* Instructions to follow: Identify each line in the material below that contains the word "field", and copy those lines.

[Region labeling records]

** START **

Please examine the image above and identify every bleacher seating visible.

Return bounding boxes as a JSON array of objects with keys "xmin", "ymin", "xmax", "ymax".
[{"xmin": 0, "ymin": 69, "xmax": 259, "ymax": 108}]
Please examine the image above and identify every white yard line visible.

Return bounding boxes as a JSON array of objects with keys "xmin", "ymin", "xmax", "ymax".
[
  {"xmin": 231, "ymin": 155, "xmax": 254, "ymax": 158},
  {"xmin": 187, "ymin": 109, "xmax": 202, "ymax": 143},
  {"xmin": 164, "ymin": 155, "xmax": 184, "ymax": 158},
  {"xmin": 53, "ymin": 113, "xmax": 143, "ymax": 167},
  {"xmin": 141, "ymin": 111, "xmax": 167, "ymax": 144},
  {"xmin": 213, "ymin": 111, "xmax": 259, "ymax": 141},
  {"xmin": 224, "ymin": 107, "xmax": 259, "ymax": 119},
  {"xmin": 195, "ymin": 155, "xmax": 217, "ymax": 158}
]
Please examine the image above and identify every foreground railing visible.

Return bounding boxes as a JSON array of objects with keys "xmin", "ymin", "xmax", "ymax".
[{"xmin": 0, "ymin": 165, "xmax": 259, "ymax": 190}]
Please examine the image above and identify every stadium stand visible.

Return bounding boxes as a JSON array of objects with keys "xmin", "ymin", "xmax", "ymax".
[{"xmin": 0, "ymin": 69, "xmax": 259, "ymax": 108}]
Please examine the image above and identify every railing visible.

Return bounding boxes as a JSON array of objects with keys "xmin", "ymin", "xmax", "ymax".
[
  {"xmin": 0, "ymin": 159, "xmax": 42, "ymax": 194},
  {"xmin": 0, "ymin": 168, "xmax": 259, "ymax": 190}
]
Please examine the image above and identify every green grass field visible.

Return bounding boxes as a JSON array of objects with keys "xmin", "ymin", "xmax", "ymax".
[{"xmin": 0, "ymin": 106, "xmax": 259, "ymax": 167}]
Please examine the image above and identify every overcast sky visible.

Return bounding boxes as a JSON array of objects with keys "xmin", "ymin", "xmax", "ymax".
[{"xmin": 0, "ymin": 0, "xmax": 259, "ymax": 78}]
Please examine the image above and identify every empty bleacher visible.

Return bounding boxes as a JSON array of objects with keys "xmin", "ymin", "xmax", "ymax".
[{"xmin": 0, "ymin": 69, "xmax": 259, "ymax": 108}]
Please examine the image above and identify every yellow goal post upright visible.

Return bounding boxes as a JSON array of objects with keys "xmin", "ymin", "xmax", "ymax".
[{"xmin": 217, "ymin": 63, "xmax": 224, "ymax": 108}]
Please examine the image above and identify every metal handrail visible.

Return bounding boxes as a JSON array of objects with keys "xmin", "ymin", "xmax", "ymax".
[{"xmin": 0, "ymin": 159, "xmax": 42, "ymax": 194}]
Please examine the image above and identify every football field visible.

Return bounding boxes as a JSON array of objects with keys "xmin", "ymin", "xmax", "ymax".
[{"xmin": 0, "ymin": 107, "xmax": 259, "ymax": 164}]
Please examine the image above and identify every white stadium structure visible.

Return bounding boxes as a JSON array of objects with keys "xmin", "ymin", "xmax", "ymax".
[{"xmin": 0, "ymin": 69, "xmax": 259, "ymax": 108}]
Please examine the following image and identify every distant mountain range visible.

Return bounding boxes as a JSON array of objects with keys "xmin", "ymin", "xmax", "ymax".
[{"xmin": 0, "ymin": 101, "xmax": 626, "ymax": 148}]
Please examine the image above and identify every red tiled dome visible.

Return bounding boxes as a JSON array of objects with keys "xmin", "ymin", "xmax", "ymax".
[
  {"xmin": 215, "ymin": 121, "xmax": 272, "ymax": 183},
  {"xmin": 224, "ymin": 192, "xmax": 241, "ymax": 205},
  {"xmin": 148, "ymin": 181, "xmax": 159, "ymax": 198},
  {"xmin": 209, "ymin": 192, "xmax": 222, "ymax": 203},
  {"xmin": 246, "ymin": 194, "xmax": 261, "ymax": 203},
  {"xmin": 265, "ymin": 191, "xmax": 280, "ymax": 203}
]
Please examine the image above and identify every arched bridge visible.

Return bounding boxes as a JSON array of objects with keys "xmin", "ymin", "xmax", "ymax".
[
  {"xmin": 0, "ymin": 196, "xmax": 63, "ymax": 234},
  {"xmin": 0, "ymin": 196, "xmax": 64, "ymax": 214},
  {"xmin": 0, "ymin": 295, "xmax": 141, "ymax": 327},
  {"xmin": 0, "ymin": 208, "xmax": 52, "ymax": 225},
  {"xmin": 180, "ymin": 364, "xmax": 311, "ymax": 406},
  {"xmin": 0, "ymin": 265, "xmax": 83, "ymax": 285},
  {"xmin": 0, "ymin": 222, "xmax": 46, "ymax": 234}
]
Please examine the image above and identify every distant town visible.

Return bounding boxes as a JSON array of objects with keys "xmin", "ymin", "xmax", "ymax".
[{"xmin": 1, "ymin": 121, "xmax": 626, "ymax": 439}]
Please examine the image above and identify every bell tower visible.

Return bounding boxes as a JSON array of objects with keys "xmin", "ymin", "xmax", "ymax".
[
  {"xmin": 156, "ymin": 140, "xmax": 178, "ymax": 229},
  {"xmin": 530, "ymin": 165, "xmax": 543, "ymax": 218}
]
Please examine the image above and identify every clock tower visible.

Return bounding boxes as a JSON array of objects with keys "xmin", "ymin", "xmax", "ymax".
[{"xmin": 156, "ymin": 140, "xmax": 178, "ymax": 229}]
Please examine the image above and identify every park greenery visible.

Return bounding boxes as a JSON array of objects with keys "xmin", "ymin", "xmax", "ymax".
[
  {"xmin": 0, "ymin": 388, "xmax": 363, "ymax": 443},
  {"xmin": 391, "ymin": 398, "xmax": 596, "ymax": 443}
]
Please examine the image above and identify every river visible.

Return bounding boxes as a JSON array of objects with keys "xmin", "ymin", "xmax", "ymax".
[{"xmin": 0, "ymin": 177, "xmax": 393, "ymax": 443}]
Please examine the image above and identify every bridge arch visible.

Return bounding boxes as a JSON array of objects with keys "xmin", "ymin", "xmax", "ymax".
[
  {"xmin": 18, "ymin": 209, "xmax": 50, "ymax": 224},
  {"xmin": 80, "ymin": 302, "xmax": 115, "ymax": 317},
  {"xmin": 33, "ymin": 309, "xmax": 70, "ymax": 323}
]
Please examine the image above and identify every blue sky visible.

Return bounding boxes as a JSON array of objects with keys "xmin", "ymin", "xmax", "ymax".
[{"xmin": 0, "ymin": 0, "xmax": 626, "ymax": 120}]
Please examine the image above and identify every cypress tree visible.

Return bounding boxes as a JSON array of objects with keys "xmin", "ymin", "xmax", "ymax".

** END **
** START **

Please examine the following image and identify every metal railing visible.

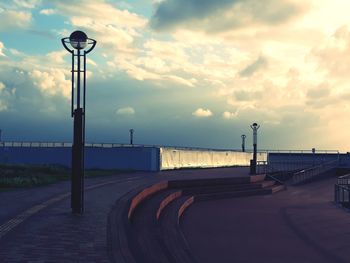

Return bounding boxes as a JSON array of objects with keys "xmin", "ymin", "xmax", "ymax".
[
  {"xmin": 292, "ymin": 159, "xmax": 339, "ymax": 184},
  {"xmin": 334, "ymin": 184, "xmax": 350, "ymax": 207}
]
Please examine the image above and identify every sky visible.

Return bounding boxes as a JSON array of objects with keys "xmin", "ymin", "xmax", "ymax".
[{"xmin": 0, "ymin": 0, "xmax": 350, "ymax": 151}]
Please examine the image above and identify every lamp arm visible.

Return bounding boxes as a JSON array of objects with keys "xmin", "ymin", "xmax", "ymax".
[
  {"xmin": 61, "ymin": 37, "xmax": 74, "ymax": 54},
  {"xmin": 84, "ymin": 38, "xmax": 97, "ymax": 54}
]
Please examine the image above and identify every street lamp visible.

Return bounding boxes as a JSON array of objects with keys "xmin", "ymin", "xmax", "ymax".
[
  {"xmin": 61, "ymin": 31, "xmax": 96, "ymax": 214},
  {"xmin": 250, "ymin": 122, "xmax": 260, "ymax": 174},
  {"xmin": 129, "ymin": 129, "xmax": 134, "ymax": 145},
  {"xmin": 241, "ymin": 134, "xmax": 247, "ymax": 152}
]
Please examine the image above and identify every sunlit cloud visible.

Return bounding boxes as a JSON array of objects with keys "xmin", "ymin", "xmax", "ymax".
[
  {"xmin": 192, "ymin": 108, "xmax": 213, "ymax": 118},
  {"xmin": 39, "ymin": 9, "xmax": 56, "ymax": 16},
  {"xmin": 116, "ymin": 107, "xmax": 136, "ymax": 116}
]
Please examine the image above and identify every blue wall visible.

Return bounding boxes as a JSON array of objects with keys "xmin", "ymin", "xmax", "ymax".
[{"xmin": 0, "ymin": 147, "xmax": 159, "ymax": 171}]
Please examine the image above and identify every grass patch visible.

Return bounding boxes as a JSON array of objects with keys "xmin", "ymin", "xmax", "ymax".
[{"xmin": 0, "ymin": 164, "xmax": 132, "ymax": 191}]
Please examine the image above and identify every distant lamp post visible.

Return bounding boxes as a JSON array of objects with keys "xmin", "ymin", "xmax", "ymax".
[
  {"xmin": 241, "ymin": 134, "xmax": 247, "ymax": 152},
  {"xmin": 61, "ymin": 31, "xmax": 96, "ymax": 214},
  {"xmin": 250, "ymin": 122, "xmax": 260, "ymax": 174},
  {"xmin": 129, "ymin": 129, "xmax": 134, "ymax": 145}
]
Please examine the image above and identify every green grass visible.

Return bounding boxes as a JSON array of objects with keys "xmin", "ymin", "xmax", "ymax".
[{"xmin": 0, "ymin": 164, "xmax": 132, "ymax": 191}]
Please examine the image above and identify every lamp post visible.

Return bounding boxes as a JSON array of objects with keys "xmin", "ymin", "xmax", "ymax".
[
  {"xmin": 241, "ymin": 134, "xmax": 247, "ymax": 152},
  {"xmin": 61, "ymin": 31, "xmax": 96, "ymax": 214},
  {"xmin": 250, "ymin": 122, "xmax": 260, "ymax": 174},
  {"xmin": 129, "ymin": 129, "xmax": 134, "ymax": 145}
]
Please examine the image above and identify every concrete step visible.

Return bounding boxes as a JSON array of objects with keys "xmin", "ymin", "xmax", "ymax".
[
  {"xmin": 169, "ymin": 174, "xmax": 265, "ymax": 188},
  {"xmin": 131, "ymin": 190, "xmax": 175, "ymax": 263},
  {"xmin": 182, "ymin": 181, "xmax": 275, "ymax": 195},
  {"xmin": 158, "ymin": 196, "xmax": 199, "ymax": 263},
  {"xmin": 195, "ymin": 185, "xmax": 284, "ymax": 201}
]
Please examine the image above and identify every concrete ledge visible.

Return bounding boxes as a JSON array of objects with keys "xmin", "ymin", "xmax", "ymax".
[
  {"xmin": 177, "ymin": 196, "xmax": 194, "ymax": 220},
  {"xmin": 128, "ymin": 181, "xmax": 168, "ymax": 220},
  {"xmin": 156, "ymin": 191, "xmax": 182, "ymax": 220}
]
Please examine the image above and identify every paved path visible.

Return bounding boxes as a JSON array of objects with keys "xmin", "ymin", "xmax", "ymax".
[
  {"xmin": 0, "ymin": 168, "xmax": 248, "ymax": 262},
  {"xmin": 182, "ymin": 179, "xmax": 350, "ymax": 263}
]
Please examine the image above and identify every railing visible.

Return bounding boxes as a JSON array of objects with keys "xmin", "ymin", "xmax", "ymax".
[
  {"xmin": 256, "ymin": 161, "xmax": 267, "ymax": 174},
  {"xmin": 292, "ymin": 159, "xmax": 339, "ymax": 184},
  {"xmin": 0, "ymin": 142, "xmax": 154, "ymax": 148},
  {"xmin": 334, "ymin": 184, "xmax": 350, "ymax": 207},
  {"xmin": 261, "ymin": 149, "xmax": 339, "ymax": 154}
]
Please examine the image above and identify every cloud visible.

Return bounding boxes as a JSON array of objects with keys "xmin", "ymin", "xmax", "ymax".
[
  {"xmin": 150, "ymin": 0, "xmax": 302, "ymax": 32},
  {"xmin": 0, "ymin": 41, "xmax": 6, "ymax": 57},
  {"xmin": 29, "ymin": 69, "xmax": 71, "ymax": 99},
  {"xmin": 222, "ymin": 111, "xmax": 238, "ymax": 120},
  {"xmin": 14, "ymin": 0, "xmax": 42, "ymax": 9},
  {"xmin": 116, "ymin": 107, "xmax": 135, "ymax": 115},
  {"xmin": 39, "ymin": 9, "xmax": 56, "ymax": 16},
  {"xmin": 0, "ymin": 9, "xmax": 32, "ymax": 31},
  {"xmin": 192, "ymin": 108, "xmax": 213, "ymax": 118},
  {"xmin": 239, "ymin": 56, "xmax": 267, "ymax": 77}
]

** END **
** START **

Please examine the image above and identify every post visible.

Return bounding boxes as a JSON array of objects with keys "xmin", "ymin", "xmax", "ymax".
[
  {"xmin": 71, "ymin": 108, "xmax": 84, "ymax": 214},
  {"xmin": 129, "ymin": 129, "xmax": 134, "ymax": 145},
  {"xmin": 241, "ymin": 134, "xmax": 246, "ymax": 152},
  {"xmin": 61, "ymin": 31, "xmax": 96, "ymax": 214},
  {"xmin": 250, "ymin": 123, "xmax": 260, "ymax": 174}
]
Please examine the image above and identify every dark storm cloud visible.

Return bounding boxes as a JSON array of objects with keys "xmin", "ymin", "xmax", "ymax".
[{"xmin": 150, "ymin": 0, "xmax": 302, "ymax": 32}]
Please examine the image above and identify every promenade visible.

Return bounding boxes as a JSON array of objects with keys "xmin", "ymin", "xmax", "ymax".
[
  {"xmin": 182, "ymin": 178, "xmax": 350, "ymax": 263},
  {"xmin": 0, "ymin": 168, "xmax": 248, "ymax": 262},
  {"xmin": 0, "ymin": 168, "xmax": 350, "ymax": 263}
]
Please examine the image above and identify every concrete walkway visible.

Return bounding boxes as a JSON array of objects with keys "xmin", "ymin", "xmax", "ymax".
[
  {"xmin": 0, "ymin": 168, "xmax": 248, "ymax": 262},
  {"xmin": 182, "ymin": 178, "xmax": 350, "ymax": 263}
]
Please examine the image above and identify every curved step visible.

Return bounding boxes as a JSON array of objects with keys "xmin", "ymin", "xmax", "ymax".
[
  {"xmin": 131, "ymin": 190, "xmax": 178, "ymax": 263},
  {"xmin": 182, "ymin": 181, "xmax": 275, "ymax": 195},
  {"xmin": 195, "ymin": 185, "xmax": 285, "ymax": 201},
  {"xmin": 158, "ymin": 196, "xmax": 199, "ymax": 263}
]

** END **

* Solution for this exercise:
Please examine the image above and identify every green grass field visible.
Please examine the image above and identify every football field visible.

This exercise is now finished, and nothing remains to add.